---------- RECORDS PROVIDED

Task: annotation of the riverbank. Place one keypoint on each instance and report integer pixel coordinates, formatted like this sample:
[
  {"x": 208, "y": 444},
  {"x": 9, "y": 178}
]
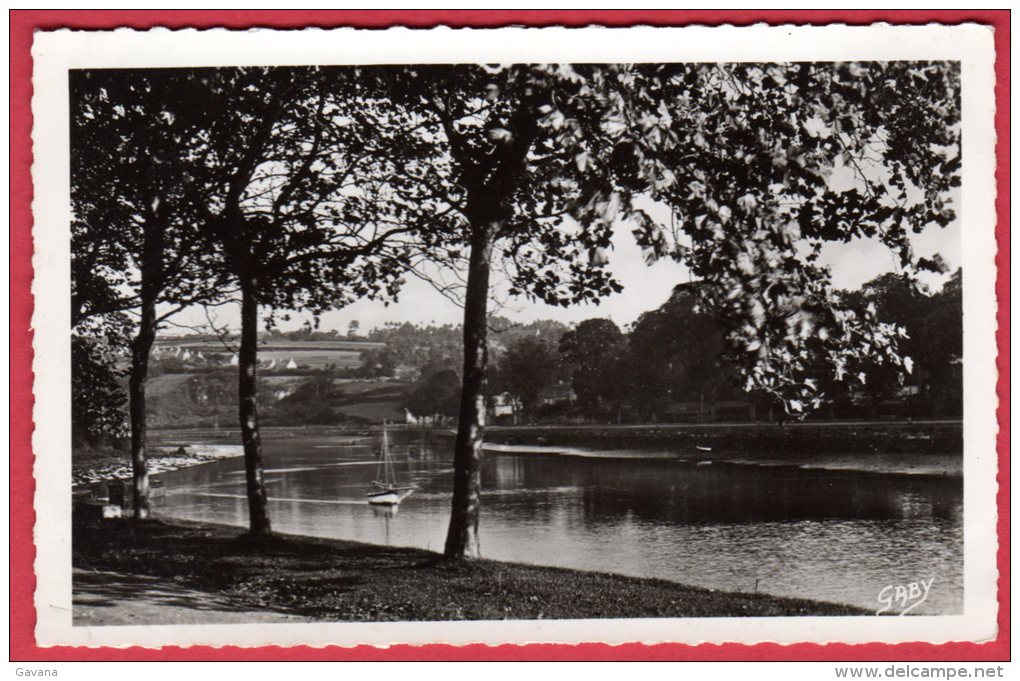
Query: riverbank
[
  {"x": 795, "y": 441},
  {"x": 107, "y": 465},
  {"x": 335, "y": 580}
]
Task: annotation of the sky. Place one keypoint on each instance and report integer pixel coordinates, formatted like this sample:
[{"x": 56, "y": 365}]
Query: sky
[{"x": 645, "y": 287}]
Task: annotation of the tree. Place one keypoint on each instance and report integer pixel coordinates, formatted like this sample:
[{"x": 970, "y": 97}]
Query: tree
[
  {"x": 762, "y": 164},
  {"x": 133, "y": 233},
  {"x": 296, "y": 204},
  {"x": 97, "y": 391},
  {"x": 437, "y": 391},
  {"x": 536, "y": 164},
  {"x": 529, "y": 366},
  {"x": 594, "y": 348},
  {"x": 690, "y": 353}
]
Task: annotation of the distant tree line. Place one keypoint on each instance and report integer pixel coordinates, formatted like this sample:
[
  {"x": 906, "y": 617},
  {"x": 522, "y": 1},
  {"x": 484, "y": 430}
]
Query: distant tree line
[{"x": 678, "y": 354}]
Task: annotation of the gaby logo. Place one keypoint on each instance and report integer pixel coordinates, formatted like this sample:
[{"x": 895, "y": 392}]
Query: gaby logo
[{"x": 904, "y": 596}]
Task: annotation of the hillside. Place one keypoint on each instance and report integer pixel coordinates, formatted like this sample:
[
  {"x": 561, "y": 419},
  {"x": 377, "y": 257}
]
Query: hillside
[{"x": 209, "y": 399}]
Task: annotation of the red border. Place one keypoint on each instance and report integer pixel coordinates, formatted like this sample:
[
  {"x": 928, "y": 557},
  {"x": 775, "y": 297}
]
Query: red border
[{"x": 22, "y": 618}]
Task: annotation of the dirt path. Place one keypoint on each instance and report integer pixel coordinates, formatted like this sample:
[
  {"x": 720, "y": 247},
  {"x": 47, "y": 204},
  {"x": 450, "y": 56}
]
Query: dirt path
[{"x": 102, "y": 598}]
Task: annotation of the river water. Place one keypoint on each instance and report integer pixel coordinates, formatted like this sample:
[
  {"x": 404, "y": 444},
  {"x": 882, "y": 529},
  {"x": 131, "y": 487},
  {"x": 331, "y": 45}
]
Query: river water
[{"x": 831, "y": 534}]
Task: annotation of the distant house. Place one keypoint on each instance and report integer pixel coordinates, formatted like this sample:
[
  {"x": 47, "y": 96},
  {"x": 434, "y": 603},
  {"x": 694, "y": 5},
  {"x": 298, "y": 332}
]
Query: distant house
[
  {"x": 505, "y": 408},
  {"x": 430, "y": 420},
  {"x": 406, "y": 372}
]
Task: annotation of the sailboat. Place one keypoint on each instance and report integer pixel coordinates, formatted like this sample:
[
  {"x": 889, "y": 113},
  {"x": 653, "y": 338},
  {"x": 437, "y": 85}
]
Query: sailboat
[{"x": 386, "y": 491}]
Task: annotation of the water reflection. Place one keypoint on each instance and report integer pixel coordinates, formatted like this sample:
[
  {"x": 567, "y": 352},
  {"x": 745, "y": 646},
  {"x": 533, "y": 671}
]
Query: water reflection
[{"x": 836, "y": 535}]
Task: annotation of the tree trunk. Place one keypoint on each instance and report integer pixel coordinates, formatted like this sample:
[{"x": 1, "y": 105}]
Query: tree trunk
[
  {"x": 141, "y": 348},
  {"x": 258, "y": 513},
  {"x": 153, "y": 244},
  {"x": 462, "y": 537}
]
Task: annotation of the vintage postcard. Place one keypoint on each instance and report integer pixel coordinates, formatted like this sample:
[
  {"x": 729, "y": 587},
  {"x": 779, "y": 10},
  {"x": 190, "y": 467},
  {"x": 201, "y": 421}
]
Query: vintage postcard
[{"x": 514, "y": 335}]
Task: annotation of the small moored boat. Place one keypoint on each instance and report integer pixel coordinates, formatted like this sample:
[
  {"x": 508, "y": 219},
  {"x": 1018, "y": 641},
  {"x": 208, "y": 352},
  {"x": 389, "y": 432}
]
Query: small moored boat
[{"x": 387, "y": 491}]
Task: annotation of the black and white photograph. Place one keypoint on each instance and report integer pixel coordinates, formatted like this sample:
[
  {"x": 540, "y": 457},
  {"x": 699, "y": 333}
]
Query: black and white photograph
[{"x": 684, "y": 342}]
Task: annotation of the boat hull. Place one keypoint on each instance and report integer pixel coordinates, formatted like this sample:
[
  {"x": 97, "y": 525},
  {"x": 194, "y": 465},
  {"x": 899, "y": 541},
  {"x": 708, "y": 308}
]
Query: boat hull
[{"x": 385, "y": 499}]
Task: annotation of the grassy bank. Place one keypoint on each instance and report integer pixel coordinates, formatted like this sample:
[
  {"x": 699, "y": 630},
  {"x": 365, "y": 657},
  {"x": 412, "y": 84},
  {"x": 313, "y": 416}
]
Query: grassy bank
[
  {"x": 335, "y": 580},
  {"x": 795, "y": 439}
]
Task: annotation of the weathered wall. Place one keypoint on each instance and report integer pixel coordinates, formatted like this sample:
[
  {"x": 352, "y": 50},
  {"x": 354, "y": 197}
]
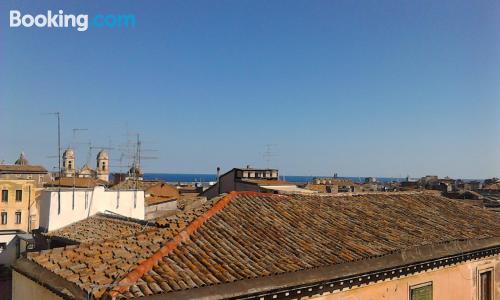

--------------------

WORK TO DO: Count how many lines in the material above contain the string "tree". Reply with the number only.

RESPONSE TO THE TASK: 6